Image point grounding data

+++

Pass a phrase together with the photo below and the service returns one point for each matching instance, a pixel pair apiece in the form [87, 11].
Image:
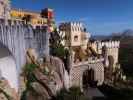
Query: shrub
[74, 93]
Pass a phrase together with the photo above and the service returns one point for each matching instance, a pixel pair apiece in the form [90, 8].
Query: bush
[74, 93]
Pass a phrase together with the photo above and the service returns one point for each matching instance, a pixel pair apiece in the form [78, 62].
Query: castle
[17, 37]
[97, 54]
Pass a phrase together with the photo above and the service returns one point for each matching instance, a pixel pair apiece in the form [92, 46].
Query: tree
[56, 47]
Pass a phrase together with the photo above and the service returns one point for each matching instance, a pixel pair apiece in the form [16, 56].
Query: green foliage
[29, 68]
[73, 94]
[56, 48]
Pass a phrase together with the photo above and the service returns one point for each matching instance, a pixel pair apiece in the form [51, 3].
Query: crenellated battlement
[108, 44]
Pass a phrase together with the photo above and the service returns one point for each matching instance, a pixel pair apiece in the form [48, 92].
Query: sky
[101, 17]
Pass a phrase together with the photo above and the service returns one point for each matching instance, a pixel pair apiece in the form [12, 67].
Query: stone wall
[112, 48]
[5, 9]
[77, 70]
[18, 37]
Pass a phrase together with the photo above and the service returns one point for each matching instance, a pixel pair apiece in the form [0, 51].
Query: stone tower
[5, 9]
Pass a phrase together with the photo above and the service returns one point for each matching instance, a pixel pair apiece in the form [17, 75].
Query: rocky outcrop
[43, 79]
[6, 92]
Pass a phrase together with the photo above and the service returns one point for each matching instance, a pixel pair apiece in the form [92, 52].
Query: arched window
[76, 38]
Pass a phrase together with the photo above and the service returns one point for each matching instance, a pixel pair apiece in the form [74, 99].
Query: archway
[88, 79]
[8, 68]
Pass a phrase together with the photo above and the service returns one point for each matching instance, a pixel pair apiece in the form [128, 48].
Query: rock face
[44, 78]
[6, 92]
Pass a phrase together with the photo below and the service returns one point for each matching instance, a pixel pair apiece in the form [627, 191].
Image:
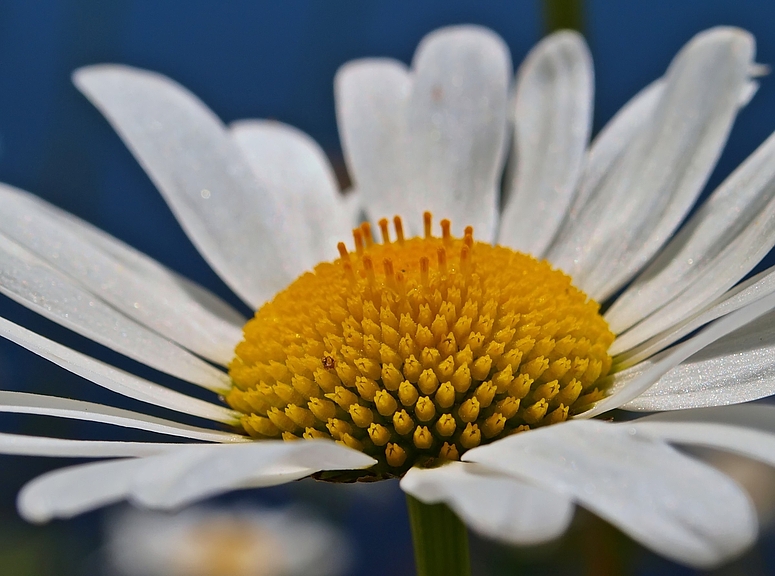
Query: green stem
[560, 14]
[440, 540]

+++

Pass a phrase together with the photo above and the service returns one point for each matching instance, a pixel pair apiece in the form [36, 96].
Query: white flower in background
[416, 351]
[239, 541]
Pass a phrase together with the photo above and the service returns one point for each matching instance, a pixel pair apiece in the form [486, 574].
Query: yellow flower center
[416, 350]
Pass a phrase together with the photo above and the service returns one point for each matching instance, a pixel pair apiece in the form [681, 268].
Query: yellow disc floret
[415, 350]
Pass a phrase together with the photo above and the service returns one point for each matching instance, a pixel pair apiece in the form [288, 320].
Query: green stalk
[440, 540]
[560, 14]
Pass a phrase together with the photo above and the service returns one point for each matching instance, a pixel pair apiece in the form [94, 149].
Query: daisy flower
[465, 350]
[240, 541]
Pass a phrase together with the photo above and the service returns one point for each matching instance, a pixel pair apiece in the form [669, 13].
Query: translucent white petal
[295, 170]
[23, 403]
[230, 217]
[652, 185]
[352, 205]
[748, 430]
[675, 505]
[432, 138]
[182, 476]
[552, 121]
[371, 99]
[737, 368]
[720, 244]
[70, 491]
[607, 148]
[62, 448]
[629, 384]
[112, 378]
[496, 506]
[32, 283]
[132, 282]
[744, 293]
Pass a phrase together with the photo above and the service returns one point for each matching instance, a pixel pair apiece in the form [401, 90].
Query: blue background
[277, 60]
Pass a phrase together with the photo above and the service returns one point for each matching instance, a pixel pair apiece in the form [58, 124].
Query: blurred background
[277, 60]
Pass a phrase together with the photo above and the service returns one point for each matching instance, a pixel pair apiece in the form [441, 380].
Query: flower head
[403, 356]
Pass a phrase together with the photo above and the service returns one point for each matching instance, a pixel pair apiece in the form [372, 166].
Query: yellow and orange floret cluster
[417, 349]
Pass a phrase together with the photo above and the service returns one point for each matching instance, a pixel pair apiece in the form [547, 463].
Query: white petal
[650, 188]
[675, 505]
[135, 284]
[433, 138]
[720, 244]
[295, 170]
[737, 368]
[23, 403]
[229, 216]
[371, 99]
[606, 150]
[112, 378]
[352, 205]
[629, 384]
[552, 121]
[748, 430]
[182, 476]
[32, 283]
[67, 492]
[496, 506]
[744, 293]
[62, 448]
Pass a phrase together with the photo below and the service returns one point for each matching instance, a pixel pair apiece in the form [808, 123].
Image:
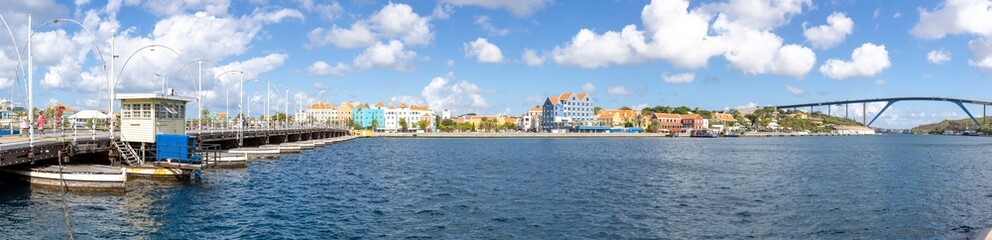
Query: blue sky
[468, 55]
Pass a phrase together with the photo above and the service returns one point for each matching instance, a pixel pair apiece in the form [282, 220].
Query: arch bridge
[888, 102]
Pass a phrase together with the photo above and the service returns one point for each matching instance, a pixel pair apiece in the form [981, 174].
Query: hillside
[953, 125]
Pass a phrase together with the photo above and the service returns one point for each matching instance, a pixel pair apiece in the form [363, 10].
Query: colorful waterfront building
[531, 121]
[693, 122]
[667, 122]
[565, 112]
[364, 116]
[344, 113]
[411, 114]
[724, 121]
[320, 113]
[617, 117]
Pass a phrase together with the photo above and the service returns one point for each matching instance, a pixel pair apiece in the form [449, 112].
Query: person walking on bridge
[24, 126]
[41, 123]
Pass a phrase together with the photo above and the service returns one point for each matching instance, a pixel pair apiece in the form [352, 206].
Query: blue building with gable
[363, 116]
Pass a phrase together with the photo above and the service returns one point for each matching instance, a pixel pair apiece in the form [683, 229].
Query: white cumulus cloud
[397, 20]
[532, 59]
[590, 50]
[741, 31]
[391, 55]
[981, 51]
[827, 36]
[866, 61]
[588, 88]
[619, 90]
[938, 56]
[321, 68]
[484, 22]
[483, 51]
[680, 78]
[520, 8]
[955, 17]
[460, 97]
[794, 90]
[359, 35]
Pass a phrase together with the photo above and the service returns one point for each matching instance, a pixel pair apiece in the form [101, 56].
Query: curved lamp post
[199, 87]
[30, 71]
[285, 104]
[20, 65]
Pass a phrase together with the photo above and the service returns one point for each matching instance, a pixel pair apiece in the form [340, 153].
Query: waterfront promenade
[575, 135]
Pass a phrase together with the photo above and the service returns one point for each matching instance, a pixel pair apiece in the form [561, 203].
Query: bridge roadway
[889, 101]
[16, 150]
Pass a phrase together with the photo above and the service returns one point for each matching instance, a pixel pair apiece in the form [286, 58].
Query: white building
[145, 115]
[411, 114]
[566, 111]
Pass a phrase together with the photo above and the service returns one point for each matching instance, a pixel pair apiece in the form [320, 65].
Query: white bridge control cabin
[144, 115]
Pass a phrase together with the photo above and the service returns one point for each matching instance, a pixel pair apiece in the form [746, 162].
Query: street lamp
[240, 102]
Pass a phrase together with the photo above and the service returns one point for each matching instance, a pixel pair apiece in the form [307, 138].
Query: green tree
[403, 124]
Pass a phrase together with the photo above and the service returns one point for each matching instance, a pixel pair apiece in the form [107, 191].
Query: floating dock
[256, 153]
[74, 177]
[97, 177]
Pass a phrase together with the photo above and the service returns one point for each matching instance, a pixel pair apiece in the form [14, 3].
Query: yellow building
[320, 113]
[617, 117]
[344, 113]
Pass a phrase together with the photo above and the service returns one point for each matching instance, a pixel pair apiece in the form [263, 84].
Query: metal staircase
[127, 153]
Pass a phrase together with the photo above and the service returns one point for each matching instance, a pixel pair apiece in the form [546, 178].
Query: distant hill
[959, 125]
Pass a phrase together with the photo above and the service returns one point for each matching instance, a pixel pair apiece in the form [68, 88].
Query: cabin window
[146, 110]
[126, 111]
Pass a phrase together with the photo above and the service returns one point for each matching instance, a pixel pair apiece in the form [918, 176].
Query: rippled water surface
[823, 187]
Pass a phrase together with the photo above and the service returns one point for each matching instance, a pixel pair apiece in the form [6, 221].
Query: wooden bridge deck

+++

- **WHAT IS EXPECTED**
Which lines above hold the string "below"? Copy every one of them.

- **EXERCISE ANSWER**
Pass a phrase together with the photo below and the service returns one point for each matching instance, a pixel pair apiece in the form [87, 11].
Pass a phrase together with the photo below and the service returns one point for each matching instance, a pixel pair apiece in the form [627, 191].
Pass a phrase together with the photo below and the service returns one point for each matching instance, a pixel pair apiece in the form [808, 123].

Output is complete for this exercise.